> What the exercise asks: Your answer must be the full listing below, repeated exactly, with no pictures in it.

....

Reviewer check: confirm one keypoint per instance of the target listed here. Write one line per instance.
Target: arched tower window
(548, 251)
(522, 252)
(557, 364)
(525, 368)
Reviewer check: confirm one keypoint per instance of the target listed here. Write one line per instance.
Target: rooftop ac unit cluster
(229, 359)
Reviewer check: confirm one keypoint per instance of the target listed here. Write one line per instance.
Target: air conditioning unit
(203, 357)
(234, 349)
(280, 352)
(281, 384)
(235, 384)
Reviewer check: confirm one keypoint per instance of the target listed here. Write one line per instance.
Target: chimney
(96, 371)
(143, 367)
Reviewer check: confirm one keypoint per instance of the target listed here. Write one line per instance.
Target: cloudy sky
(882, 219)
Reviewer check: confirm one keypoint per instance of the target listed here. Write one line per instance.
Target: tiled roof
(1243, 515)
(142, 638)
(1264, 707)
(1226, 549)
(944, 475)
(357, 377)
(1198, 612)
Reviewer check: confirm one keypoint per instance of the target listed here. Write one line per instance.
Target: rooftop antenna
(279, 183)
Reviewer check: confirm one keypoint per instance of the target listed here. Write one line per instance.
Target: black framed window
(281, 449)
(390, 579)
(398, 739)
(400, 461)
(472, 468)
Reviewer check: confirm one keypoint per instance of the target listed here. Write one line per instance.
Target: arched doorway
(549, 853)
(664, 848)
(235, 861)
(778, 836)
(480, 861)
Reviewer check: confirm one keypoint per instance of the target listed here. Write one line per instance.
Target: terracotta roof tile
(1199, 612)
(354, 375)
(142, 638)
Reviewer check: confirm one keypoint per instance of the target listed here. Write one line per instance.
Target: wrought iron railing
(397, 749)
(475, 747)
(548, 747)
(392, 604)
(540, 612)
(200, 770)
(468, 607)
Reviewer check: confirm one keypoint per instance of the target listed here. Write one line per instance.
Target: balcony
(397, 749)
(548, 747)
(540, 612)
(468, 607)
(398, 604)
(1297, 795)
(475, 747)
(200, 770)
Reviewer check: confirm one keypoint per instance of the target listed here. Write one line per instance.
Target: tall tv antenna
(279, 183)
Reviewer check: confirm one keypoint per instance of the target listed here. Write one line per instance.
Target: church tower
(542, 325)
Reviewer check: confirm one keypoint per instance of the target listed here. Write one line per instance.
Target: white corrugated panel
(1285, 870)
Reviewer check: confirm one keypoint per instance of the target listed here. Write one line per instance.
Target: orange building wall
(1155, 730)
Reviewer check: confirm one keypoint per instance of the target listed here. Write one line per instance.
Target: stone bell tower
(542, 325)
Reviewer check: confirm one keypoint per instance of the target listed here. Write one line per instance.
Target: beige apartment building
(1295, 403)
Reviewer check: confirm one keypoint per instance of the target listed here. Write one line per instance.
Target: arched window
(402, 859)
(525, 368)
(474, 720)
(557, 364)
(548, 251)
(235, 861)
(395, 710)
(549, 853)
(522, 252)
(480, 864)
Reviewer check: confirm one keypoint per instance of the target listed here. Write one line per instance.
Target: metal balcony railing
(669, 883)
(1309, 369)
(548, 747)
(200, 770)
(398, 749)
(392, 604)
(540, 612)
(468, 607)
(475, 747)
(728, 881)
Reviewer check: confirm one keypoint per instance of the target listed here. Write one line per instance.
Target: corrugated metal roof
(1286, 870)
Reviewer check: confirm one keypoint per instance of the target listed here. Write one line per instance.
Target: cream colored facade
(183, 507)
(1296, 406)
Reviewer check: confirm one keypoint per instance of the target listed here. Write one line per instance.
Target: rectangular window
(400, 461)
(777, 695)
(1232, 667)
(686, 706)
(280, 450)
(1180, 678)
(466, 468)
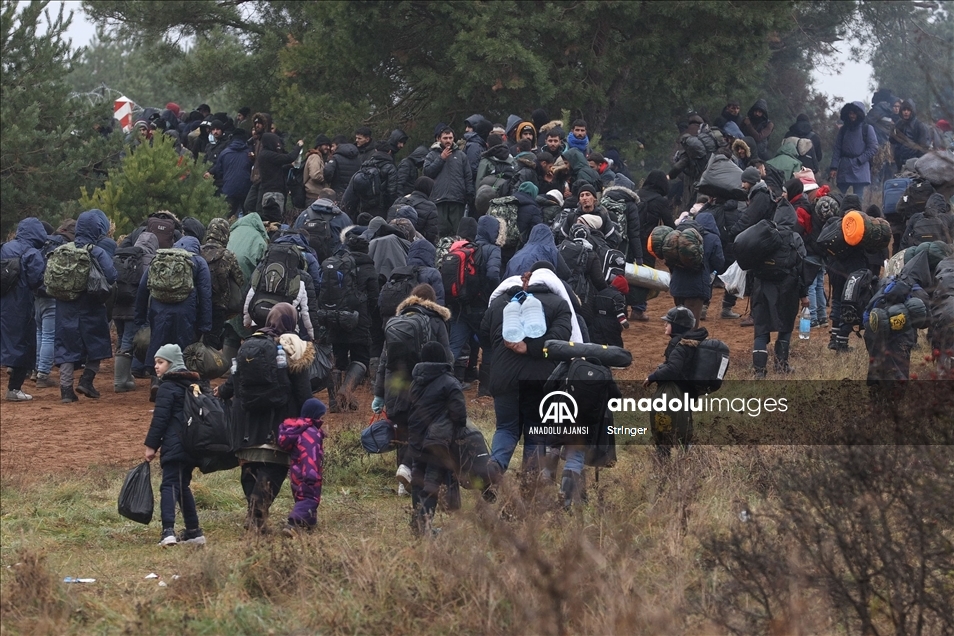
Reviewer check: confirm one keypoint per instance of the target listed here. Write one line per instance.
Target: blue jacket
(697, 283)
(234, 168)
(178, 323)
(17, 328)
(168, 418)
(82, 329)
(852, 156)
(422, 254)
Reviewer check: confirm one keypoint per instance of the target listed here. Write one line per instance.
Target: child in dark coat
(680, 356)
(303, 440)
(177, 466)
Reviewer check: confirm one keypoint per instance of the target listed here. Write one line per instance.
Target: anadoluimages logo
(558, 407)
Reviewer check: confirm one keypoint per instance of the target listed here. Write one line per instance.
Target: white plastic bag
(734, 279)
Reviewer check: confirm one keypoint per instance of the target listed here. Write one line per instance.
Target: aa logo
(558, 407)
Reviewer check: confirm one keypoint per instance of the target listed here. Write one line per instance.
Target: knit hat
(807, 177)
(594, 221)
(313, 409)
(433, 352)
(173, 354)
(751, 175)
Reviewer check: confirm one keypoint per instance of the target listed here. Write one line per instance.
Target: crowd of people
(346, 262)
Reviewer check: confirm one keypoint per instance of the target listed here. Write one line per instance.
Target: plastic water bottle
(805, 324)
(512, 327)
(531, 315)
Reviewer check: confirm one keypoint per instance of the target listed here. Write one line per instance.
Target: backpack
(575, 254)
(338, 282)
(207, 429)
(462, 272)
(404, 337)
(277, 279)
(263, 385)
(9, 274)
(891, 195)
(398, 287)
(129, 271)
(67, 271)
(709, 365)
(366, 184)
(505, 209)
(318, 224)
(170, 276)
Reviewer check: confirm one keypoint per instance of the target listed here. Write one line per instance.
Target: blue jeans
(817, 304)
(45, 314)
(515, 412)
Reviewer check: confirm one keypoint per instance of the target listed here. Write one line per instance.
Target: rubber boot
(781, 357)
(759, 360)
(352, 378)
(85, 385)
(122, 374)
(334, 384)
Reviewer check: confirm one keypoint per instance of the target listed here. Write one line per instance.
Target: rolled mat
(647, 277)
(607, 355)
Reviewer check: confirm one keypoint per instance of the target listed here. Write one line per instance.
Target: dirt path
(44, 435)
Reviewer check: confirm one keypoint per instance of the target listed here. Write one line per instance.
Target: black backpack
(277, 279)
(366, 184)
(129, 271)
(398, 287)
(207, 430)
(576, 255)
(318, 224)
(9, 274)
(263, 385)
(339, 282)
(404, 338)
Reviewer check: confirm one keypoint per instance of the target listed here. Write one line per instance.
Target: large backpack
(338, 282)
(67, 272)
(462, 273)
(170, 276)
(398, 287)
(505, 209)
(277, 279)
(263, 385)
(318, 224)
(404, 337)
(9, 274)
(575, 254)
(129, 271)
(366, 184)
(207, 430)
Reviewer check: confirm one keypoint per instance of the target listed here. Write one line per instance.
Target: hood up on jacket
(31, 231)
(91, 226)
(189, 244)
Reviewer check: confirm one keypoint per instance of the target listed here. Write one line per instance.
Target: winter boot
(122, 375)
(781, 357)
(759, 360)
(352, 378)
(85, 385)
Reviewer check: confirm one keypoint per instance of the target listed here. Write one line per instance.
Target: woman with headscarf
(264, 465)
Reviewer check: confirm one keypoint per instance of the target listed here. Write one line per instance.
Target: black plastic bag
(135, 497)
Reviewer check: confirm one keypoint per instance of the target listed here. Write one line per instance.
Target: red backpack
(462, 275)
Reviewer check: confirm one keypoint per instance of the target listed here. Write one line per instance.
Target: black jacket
(168, 418)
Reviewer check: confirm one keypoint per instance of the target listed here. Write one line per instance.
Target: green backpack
(504, 209)
(67, 271)
(170, 276)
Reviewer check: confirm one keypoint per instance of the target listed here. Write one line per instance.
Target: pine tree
(154, 177)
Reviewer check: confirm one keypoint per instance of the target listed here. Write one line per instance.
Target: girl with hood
(264, 465)
(82, 328)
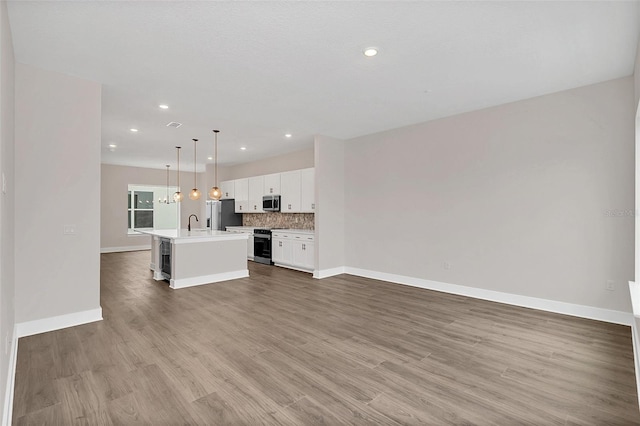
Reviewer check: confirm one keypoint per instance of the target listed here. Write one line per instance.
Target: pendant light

....

> Solution to the exercise:
Reviewer check: confirm one keypoint per instance of the target listed here. Write one line per instance.
Target: arched tower window
(548, 251)
(522, 252)
(557, 364)
(525, 368)
Reviewer check: confirm one keypoint per instance of the target listed here. Write one line per instance.
Target: rooftop ac unit cluster
(229, 359)
Reviewer check: confirm one keypoint per instance of the target listed here. Write one line per instance.
Target: air conditioning unit
(203, 357)
(234, 349)
(280, 352)
(281, 384)
(235, 384)
Reviewer check: confirm one keypoint per instance of the target listed here. Write one line per instance.
Target: chimney
(96, 371)
(143, 367)
Reviewer check: confirm one keypoint per instance of the target listed here. Write one line per instance.
Target: cloudy sky
(882, 219)
Reviewer check: confirm one keypoint per instance of the target listed here. Write one line per instance.
Target: tiled roof
(1243, 515)
(142, 638)
(1264, 707)
(1226, 549)
(944, 475)
(357, 377)
(1198, 612)
Reviewer check: confirm one keypoint per instance of the target listed here. Write one line per instance.
Target: rooftop antenna
(279, 183)
Reviewer check: confirm one keypoint per instance of the target listed here. Write one line per instance.
Target: black framed window
(281, 449)
(390, 579)
(398, 739)
(400, 461)
(472, 468)
Reviewer check: confirm one keypoint per instance of the target listed here. Write one line per instance.
Target: arched doorway
(549, 853)
(664, 848)
(235, 861)
(778, 836)
(480, 861)
Reviewer check: confirm one keypoint per instance of the target listed here. Write one line per instance.
Target: terracotta roof tile
(1199, 612)
(354, 375)
(142, 638)
Reviewer check: confirm one keypoint per instance of the target listed here. Write one line per instance.
Target: wrought iron railing
(397, 749)
(475, 747)
(548, 747)
(392, 604)
(540, 612)
(200, 770)
(468, 607)
Reviewer check: confirm one keypoint per instance of the target listed here. Write one line per instance.
Target: balcony
(397, 749)
(548, 747)
(540, 612)
(468, 607)
(398, 604)
(1297, 795)
(475, 747)
(200, 770)
Reviewer check: confirm one keypoint per instance of the target listed here. Write one line per instance.
Target: tall tv antenna
(279, 183)
Reviewer check: confirm one keypoint per instance of the target listed here. Write one line per instance.
Target: church tower
(542, 325)
Reviewer check: confirm one keypoint per instance of the target listed here. Write one line per instance.
Target: white corrugated panel
(1285, 870)
Reviewer check: confirm one keypoint per instance of the target listed here. Write one line per instance.
Target: orange building wall
(1155, 730)
Reviewer check: confirm one keypoint per instance of the target listed here. Write one line per instance.
Target: stone bell tower
(542, 325)
Reviewer check: confirm one keypoint per instance of the target listed here. Write one line per instance.
Target: beige apartment building
(1295, 403)
Reviewer check: confirm one keypoint per instance of the target listed here. Write one line per instance.
Target: arched window
(402, 859)
(525, 368)
(474, 720)
(557, 364)
(548, 251)
(235, 861)
(395, 710)
(549, 853)
(522, 252)
(480, 864)
Reviewer check: confirm one keypoint per instance of the target listed here. Write one line per instance.
Target: metal balcony railing
(669, 883)
(1309, 369)
(548, 747)
(200, 770)
(398, 749)
(392, 604)
(540, 612)
(468, 607)
(475, 747)
(728, 881)
Reviewer check: confirm one keypoint per instance of the target listed here. Write one line per instance.
Target: corrugated metal roof
(1286, 870)
Reviewer check: confirm one keypoint per instance of the target listed here. Write one line per instance.
Target: cream colored facade
(183, 507)
(1296, 406)
Reviewer check: confirm one keypoint per instance of the target listed here. Write one line per instance.
Target: rectangular window
(400, 461)
(777, 695)
(1232, 667)
(686, 706)
(280, 450)
(1180, 678)
(466, 468)
Reviewer check: confirm one keypoint per instance of the target listed here. Write one line per instance.
Target: blue jacket
(697, 283)
(234, 168)
(178, 323)
(17, 328)
(168, 418)
(82, 329)
(852, 156)
(422, 254)
Reviewer check: confirm one keypoint per instance of the target listed here. Write one line per instance.
Target: child in dark coat
(680, 356)
(303, 440)
(177, 466)
Reviewer check: confirm one keypoint per instance of the target listed here. Write one line per instance.
Target: anadoluimages logo
(558, 407)
Reviewer check: confirm one keypoint per instance of the target listed here. Write one line per instance.
Target: white plastic bag
(734, 279)
Reviewer check: confirm one keypoint per instance of the target listed here. Write one line per instance.
Target: aa logo
(558, 407)
Reviewer check: confirm one keypoint per instance of the target listed here. Write one line per instance.
Target: knit hat
(807, 177)
(594, 221)
(313, 409)
(433, 352)
(173, 354)
(751, 175)
Reviewer check: confirm one keypoint per instance of the target listed here. Write one line per instance.
Target: crowd of people
(346, 262)
Reviewer check: confirm one keypoint per instance of the target listed here. Write one line per instance.
Target: plastic water bottle
(805, 324)
(512, 327)
(531, 315)
Reviewer check: confirm one keypoint per instance of the target listed here. Write one line per instance.
Target: backpack
(575, 254)
(338, 282)
(207, 429)
(462, 272)
(404, 337)
(277, 279)
(263, 385)
(9, 274)
(891, 195)
(398, 287)
(129, 271)
(67, 271)
(709, 365)
(366, 184)
(505, 209)
(318, 224)
(170, 276)
Reviewer check: confirm one keypoint per instance of the target listed here. Write one line per instance.
Target: blue jeans
(817, 304)
(45, 314)
(515, 412)
Reviewer check: confirm one keypoint per instance of the target listed here. Write one line per instance.
Target: rubber boot
(781, 357)
(759, 360)
(352, 378)
(85, 385)
(122, 374)
(334, 384)
Reviewer check: confirm one keypoint per instance of the target listed here. Write one line per instance.
Target: rolled mat
(647, 277)
(607, 355)
Reviewer check: confirm one keypoint per instance of the target listed here. Write one line per instance.
Target: dirt path
(44, 435)
Reviewer check: confirm one keypoint per instance of the target listed here. Write one line per instance.
Target: black backpack
(277, 279)
(366, 184)
(129, 271)
(398, 287)
(207, 430)
(576, 255)
(318, 224)
(9, 274)
(263, 385)
(339, 282)
(404, 338)
Reviewer check: confirm one keypoint per instance of the target listed here. Write one line per instance.
Target: large backpack
(338, 282)
(67, 272)
(462, 273)
(170, 276)
(398, 287)
(505, 209)
(277, 279)
(263, 385)
(318, 224)
(404, 337)
(9, 274)
(575, 254)
(129, 271)
(366, 184)
(207, 430)
Reviewer check: confirm one keypoint per instance of the target listed here. Write one line per instance.
Target: hood up on jacket
(31, 231)
(91, 226)
(189, 244)
Reviewer check: confirm one keypoint per instance of the target listed here. Write one line per instance.
Target: winter boot
(122, 375)
(781, 357)
(759, 360)
(352, 378)
(85, 385)
Reviewer check: confirm one keypoint per instance of the target listed here. Write one line per instance.
Target: woman with headscarf
(264, 465)
Reviewer check: confirm one keypoint per instance of the target listed here. Write one line per instance.
Target: black plastic bag
(135, 497)
Reviewer check: confirm one keypoint per instance of the target listed here. Write one line per instance.
Target: red backpack
(462, 275)
Reviewer check: confirm one keypoint per instance of the target listed here. Write one line per instance.
Target: black jacket
(168, 418)
Reviewer check: confirm one keypoint per instance of the target listed here. Write one line per instance.
Target: green backpack
(504, 209)
(67, 271)
(170, 276)
Reviewer check: confirm one keypoint per instance of the target listed here. Write one line per instance.
Target: pine tree
(154, 177)
Reviewer check: confirm one keypoint per instance of the target listed here. Write one line per instance.
Target: girl with hood
(264, 465)
(82, 328)
Reviewer check: confirm one keypoint per instance of the target listed here. Write one line per instance.
Target: pendant light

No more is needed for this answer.